[Referring expression data]
——

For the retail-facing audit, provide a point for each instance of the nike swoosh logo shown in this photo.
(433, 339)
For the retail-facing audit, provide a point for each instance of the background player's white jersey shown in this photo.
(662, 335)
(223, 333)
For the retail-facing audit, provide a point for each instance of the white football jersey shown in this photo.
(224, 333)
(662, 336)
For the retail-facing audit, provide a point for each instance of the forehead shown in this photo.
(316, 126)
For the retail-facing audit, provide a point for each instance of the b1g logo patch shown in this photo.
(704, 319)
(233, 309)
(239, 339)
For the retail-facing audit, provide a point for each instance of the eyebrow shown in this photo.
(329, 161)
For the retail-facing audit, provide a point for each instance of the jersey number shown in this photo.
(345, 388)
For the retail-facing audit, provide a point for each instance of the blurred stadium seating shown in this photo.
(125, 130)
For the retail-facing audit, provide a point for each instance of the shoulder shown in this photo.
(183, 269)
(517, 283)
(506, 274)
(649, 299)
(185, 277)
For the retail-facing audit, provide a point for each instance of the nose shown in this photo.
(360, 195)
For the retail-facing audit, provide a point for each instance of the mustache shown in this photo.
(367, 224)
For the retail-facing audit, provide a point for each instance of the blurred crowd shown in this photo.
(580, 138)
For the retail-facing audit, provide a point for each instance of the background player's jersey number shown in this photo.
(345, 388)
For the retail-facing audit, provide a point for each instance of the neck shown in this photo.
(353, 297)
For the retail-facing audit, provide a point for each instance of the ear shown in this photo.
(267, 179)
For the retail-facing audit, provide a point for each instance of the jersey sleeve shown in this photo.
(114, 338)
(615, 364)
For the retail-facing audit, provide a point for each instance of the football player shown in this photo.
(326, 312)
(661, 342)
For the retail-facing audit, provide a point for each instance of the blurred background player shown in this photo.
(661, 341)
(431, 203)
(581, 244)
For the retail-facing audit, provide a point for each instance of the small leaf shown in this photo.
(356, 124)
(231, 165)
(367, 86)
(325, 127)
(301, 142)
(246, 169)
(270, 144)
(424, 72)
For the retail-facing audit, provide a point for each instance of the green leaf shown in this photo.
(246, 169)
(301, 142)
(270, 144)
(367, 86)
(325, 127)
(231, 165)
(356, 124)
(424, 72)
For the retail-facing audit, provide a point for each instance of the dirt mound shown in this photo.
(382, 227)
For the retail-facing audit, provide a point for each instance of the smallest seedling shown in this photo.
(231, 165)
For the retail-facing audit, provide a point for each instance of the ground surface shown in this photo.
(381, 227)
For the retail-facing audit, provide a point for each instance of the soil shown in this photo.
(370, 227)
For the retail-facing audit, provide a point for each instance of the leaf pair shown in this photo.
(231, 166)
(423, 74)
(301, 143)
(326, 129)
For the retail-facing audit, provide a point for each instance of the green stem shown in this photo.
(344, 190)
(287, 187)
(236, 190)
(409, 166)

——

▸ **Prompt**:
Retype every record above exactly as it appears.

▸ **Task response**:
For the retail-facing audit, provide a point for each instance of the nike swoosh logo shown in this photo.
(433, 339)
For the retail-facing audit, provide a point for each instance of the background player's white jersey shown in this photo.
(662, 335)
(223, 333)
For the retail-facing audit, provide a point for each instance of the white football jersey shown in this photo.
(224, 333)
(662, 336)
For the retail-facing audit, provide a point for each instance of the forehead shown in this photo.
(316, 126)
For the retail-facing audit, provide a point for each instance of the b1g logo patch shown in this photo.
(704, 319)
(233, 309)
(239, 339)
For the retail-facing audit, provide a point for each instance of the eyebrow shown in this photo.
(329, 161)
For the retail-facing audit, provide a point for each instance of the jersey number shown in this photo.
(345, 388)
For the retail-facing audit, provide a point for each instance of the blurred stadium seating shown in this photo.
(125, 130)
For the retail-facing audit, provide a point for each instance of the shoulder shown in this photo.
(183, 269)
(517, 283)
(506, 274)
(649, 299)
(185, 277)
For the retail-facing audit, provide a point for each instance of the nose shown in this photo.
(360, 195)
For the retail-facing audit, provide a point for each instance of the mustache shown in this photo.
(367, 224)
For the retail-facing audit, provide a point for each instance of the blurred crowd shown in this photo.
(580, 138)
For the retail-facing audit, provide a point for each instance of the background player's jersey number shown in this photo.
(345, 388)
For the retail-facing audit, provide a point for each instance of the neck shown in this photo.
(353, 297)
For the retail-facing audit, provide a point for each instance of the ear shown in this photo.
(267, 179)
For the retail-facing audit, provide a point for each instance of the jersey sleeve shown in this photo.
(114, 338)
(615, 364)
For the retail-facing audit, provide a point for each instance of the football player shown in this photo.
(326, 312)
(661, 342)
For the retail-facing audit, provide a point for each instance of the blurred background player shown in this photo.
(661, 341)
(431, 203)
(581, 244)
For the retail-facing audit, provide a point for each instance of the small leaf shown in this photo.
(356, 124)
(231, 165)
(367, 86)
(325, 127)
(301, 142)
(246, 169)
(270, 144)
(424, 72)
For the retail-facing audit, provide a point for each instance of the green leaf shown in this photo.
(246, 169)
(301, 142)
(270, 144)
(367, 86)
(325, 127)
(231, 165)
(356, 124)
(424, 72)
For the retail-facing audit, provide a point for each instance of the dirt mound shown in this photo.
(382, 227)
For the retail-facing audit, provide a point for each instance of the smallest seedling shown in this photo.
(231, 165)
For the retail-facing audit, provide a point for each instance of the ground surface shown in this photo.
(381, 227)
For the retail-facing audit, provide a point for each instance of the soil shown in this photo.
(370, 227)
For the retail-facing audit, provide a point for each instance of the leaf pair shown in this photo.
(231, 166)
(423, 74)
(301, 143)
(326, 129)
For the retail-facing audit, provide a point for each instance of the green stem shown in this photo.
(344, 190)
(287, 187)
(236, 190)
(409, 166)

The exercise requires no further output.